* Exercise requirements *
The passage on static routing below names the factors that determine the path a packet takes under dynamic routing. List all of them.

* Selection *
For routing between routers to work efficiently in an internetwork, routers must have knowledge of other network IDs or be configured with a default route. On large internetworks, the routing tables must be maintained so that the traffic always travels along optimal paths. How the routing tables are maintained defines the distinction between static and dynamic routing.
Static routing is not really a routing protocol. Static routing is simply the process of manually entering routes into a device’s routing table via a configuration file that is loaded when the routing device starts up. As an alternative, these routes can be entered by a network administrator who configures the routes manually. Since these manually configured routes don’t change after they are configured (unless a human changes them) they are called ‘static’ routes.
Static routing is the simplest form of routing, but it is a manual process.
Use static routing when you have very few devices to configure (<5) and when you know the routes will probably never change.
Static routing also does not handle failures in external networks well because any route that is configured manually must be updated or reconfigured manually to fix or repair any lost connectivity.
Advantages of Static Routing
Static routing has some enormous advantages over dynamic routing. Chief among these advantages is predictability. Because the network administrator computes the routing table in advance, the path a packet takes between two destinations is always known precisely, and can be controlled exactly. With dynamic routing, the path taken depends on which devices and links are functioning, and how the routers have interpreted the updates from other routers.

* Collected material *
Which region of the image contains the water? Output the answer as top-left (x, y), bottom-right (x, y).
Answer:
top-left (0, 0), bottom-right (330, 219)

* Output of the task *
- Which devices are functioning
- Which links are functioning
- How the routers have interpreted the updates from other routers